◆ **Exercise objective**
Please extract every line of the entries below without changing anything, and leave the pictures out of your answer.

--------------------

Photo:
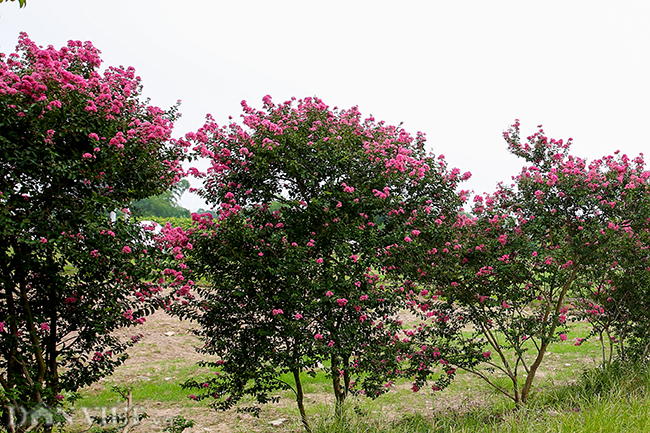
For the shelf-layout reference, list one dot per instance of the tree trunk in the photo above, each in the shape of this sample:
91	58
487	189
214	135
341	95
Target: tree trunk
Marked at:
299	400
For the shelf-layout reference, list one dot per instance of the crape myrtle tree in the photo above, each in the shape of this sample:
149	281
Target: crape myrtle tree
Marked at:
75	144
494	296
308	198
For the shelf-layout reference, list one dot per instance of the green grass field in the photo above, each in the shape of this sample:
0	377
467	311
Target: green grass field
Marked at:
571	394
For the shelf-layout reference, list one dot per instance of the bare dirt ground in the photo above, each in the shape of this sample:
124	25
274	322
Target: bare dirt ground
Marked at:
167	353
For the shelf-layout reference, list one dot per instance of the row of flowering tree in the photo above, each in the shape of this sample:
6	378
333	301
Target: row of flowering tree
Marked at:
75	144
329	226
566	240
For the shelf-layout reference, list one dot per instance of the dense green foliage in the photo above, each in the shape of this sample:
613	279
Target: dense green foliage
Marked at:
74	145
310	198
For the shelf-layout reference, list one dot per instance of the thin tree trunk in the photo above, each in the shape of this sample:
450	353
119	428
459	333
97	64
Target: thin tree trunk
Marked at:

--------------------

◆ **Task solution**
Photo:
For the shelf-layout reference, list one dot per instance of the tree trunk in the photo above, each in the shape of this sample:
91	58
487	189
214	135
341	95
Target: tree trunk
Marked at:
299	400
For the shelf-layout reference, list one dot per instance of the crape myrtle tree in the photo above, each in the shape of this sample:
149	281
Target: crape myrtle tree
Marked at:
75	144
494	296
308	198
For the shelf-layout reference, list one dot per instance of the green grass field in the photo above, each in the shape of this sample:
0	377
467	311
Target: green grass field
Marked at:
571	394
For the shelf-layout reference, list one dot per instance of the bare dirt ground in the photo above, each in the shape of this sample:
124	25
274	322
Target: bare dirt ground
Marked at:
167	353
For the shelf-layout reference, list one dot per instance of the row of flowering tree in the photo above, each in the shape of this sample:
6	378
333	301
Target: row of flowering tree
Marked at:
75	144
329	226
566	240
For the shelf-layout reference, list one dot per instance of the dense green foliage in the photo above, each in the shape of this sample:
613	279
Target: dense green foliage
Marked at:
74	145
310	198
For the shelf-layout reference, list one dot per instance of the thin tree trunk in the photo above, each in the shape of this sample:
450	353
119	428
459	333
97	64
Target: thin tree trunk
Marked at:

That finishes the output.